• _Quoted text_:
Tuesday, 12 March 2013

Boston Labour councillors have demanded that the Tory leadership on the borough council removes all recent publicity referring to donations made from the Lincolnshire County Council “Big Society” fund – because they claim that it is being used as part of the Conservative campaign in the run up to the County Council elections in June.
“These Conservative county councillors are being allowed to misuse the Boston Borough Council website and staff, “says Labour Group Leader Paul Gleeson.
“We are accusing them of misleading the public, as the money that they are giving is county council money allocated to each councillor for the sole purpose of supporting local groups.
“They should be advertising them on the county council website – and not Boston Borough Council’s website, as the money has nothing to do with their roles as borough councillors.
“So Boston Labour councillors are asking Boston Borough Council to remove all these announcements about the big society from their website immediately.
Stop using Boston Borough Council for electioneering purposes. 
“Boston Borough Council should not be used for the Conservative party’s county council election campaign.”
Certainly, the timing of these donations is interesting, to say the least.
According to the Lincolnshire County Council website, between September 2011 and the end of  this month, all 77 county councillors were allocated £4,000 a year to give to local groups and community projects.

• _Dataset section_:
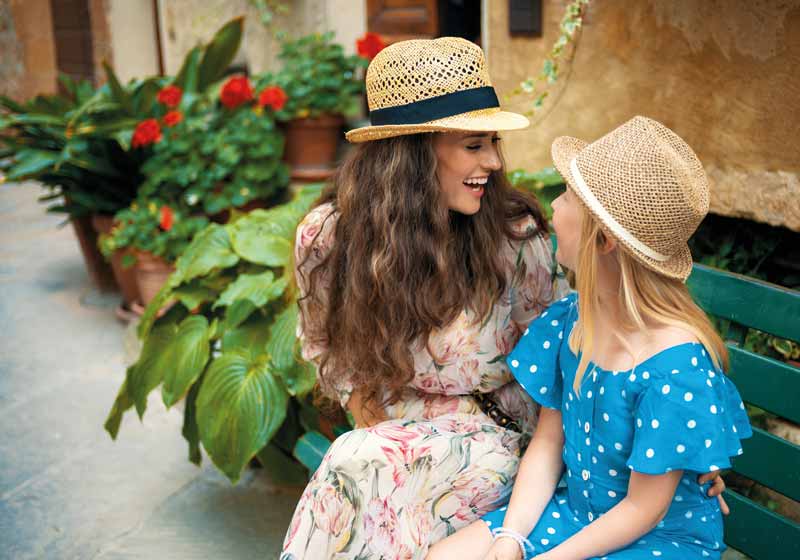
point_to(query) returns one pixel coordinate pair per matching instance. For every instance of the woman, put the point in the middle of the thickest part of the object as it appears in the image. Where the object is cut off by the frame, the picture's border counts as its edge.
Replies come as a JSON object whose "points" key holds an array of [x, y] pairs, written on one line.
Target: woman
{"points": [[418, 272]]}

• _Required work_:
1. Translate this sentence from the council donations article into Spanish: "Certainly, the timing of these donations is interesting, to say the least."
2. Repeat word for word the part of the council donations article starting at "Tuesday, 12 March" and ending at "as borough councillors.".

• _Completed exercise_:
1. Sin duda, el momento de estas donaciones es interesante, por decir lo menos.

2.
Tuesday, 12 March 2013

Boston Labour councillors have demanded that the Tory leadership on the borough council removes all recent publicity referring to donations made from the Lincolnshire County Council “Big Society” fund – because they claim that it is being used as part of the Conservative campaign in the run up to the County Council elections in June.
“These Conservative county councillors are being allowed to misuse the Boston Borough Council website and staff, “says Labour Group Leader Paul Gleeson.
“We are accusing them of misleading the public, as the money that they are giving is county council money allocated to each councillor for the sole purpose of supporting local groups.
“They should be advertising them on the county council website – and not Boston Borough Council’s website, as the money has nothing to do with their roles as borough councillors.